◆ Set exercise A ◆
In the text on laboratory data, who was the guest speaker for the annual Laboratory News session at CHEMUK?

# Start of Text

Our guest speaker for the annual Laboratory News session at CHEMUK was Finlay Morrison. His well-received insight, into the role of archive data transformation in unlocking the potential of AI-driven research, argues for a systematic approach to integrate legacy data into contemporary scientific workflows…
The evolution of laboratory research practices has significantly changed how research is performed. Where scientists used to record results and observations manually, we now have Electronic Lab Notebooks (ELNs) and Laboratory Information Management Systems (LIMS) that efficiently capture and organise large quantities of data.
Despite remarkable advances in laboratory technology, a substantial amount of valuable scientific information remains trapped in unstructured formats. Integrating this type of data into modern data management systems presents a formidable challenge. The inherent flexibility of unstructured data clashes with the rigid structures of current data management systems. Consequently, there is often a trade-off between capturing the narrative context of the work and recording only the essential data and metadata that fit into these systems.

# End of Text
# Start of Entries supplied

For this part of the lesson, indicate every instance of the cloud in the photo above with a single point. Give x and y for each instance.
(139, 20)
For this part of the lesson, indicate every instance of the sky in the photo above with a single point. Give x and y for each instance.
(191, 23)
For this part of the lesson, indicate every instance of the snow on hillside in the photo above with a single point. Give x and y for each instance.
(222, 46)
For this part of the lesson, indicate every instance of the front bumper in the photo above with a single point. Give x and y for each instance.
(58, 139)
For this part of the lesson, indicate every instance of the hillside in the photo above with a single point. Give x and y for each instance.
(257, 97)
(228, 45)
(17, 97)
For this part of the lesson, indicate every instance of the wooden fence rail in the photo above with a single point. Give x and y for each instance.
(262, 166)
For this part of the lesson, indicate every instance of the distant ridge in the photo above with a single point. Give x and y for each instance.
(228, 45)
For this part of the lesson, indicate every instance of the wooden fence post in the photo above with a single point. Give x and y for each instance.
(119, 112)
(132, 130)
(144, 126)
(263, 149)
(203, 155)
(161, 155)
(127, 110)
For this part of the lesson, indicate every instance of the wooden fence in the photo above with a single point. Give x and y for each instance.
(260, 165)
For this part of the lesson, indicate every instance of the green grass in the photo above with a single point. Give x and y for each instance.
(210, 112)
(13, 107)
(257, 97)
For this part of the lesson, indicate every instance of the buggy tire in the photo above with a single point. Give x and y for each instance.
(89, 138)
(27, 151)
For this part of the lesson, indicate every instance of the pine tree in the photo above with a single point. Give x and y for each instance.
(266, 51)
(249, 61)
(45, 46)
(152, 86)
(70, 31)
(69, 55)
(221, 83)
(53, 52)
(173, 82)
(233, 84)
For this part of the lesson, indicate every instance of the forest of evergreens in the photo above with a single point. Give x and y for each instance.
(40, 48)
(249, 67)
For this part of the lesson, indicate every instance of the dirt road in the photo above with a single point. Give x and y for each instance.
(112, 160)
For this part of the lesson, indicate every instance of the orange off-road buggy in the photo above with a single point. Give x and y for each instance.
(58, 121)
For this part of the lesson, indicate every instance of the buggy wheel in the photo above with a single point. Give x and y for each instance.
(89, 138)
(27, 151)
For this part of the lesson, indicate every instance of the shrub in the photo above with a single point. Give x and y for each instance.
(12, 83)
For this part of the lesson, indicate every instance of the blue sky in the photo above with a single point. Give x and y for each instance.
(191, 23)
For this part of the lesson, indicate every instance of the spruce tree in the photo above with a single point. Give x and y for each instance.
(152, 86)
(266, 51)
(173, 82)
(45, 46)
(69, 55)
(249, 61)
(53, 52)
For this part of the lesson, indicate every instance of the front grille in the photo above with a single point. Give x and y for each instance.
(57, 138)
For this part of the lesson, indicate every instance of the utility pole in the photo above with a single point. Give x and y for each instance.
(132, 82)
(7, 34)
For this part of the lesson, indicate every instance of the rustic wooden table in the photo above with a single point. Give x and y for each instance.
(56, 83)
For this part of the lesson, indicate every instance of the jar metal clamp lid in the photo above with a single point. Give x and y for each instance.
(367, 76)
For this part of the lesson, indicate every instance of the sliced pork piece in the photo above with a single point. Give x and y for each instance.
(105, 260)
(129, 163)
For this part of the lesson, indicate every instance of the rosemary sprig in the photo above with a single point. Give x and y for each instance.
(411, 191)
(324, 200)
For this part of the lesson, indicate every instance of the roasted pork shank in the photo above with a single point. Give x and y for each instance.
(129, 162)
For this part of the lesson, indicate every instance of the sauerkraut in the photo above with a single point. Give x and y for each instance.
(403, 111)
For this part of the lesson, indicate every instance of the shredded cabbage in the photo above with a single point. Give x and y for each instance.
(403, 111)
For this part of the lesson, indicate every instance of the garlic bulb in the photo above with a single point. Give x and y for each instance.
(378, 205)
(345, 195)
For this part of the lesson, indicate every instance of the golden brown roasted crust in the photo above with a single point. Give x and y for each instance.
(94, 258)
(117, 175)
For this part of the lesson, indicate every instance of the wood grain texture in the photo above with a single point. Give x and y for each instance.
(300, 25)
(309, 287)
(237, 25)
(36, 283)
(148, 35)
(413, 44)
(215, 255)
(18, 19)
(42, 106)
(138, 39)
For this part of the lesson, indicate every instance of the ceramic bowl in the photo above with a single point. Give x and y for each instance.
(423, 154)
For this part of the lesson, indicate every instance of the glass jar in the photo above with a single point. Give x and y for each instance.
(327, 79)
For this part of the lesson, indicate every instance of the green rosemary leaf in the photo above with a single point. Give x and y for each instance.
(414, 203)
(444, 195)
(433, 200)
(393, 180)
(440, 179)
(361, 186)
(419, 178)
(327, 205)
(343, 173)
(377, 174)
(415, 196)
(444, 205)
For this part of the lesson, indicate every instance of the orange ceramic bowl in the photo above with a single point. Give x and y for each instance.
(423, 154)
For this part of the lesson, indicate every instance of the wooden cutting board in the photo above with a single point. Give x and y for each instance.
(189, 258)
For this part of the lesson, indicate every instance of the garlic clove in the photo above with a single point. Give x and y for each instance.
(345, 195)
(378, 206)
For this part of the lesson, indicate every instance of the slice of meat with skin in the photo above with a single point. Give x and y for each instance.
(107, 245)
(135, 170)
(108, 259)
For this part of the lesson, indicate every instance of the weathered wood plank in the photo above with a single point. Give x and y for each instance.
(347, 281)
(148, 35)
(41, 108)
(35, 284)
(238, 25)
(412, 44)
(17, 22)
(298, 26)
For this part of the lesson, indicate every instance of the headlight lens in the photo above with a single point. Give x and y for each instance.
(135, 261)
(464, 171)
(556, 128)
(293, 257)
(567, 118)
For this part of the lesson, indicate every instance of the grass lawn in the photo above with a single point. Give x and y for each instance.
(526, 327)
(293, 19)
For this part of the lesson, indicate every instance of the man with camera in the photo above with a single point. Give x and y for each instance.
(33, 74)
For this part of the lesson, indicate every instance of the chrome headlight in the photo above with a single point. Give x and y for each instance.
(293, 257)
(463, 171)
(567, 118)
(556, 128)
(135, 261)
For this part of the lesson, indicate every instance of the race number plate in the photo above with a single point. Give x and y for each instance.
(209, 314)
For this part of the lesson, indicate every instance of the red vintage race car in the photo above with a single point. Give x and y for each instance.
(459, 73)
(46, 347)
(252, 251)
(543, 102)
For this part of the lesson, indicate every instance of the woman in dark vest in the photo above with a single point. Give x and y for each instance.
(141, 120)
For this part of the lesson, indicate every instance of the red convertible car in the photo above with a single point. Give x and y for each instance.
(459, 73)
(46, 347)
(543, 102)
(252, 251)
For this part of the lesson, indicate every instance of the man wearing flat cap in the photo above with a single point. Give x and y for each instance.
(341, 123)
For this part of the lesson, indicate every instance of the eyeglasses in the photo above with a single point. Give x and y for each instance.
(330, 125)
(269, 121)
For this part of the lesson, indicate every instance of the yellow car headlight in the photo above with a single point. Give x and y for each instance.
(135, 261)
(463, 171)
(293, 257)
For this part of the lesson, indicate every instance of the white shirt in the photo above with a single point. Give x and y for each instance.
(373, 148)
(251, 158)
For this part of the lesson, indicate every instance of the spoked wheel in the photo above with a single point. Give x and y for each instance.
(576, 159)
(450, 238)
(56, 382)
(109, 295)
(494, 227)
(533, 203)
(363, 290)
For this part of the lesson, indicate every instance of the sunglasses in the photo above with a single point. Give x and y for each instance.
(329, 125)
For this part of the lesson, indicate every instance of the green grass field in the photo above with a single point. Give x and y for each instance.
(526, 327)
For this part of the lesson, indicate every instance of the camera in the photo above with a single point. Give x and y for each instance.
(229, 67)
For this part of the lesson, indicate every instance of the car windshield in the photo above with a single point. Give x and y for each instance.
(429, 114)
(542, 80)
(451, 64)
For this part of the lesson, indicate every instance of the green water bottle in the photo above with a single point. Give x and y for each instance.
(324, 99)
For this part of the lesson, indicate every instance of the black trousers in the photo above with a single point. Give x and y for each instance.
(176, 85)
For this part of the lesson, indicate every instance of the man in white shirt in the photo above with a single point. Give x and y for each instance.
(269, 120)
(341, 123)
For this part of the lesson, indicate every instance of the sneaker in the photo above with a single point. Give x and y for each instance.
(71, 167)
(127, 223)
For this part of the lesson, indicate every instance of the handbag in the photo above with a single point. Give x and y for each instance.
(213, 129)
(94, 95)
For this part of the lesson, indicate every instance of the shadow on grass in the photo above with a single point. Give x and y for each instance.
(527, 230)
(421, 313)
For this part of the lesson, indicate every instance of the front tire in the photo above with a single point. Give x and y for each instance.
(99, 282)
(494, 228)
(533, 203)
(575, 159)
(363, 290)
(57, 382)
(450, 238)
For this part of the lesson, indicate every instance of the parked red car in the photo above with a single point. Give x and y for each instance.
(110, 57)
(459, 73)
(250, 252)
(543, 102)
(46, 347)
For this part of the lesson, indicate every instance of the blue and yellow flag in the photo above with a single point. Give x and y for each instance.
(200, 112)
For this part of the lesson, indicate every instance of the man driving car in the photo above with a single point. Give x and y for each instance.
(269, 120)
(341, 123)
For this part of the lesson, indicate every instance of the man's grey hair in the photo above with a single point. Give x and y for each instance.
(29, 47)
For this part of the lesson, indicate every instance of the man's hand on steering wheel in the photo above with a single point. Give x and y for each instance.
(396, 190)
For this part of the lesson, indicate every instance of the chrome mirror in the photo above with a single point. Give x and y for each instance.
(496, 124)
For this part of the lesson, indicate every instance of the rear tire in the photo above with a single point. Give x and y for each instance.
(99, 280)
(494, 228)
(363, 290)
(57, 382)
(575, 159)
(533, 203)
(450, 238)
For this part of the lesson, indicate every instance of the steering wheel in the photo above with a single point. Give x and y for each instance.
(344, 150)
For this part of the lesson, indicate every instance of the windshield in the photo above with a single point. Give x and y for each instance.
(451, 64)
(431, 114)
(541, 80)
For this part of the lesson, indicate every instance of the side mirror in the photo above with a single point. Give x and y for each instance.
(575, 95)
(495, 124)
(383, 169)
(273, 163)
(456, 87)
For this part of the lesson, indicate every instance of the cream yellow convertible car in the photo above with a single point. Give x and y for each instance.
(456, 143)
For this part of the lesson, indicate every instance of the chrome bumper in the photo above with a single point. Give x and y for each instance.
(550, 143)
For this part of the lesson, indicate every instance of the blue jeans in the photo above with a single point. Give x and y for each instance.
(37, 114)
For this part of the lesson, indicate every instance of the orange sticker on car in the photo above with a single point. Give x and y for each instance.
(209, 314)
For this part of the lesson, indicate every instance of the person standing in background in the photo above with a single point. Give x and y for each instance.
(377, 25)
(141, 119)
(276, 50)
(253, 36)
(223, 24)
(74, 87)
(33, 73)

# End of Entries supplied

◆ Set exercise B ◆
Reproduce, unchanged, the part of the listing that opens with the line containing "of the person" and continues through the end of the listing.

◆ Worked answer A ◆
Finlay Morrison

◆ Worked answer B ◆
For this part of the lesson, indicate every instance of the person standing in background in the photo above with a single point. Give x and y for each instance.
(377, 25)
(141, 119)
(276, 50)
(253, 36)
(223, 24)
(74, 87)
(33, 73)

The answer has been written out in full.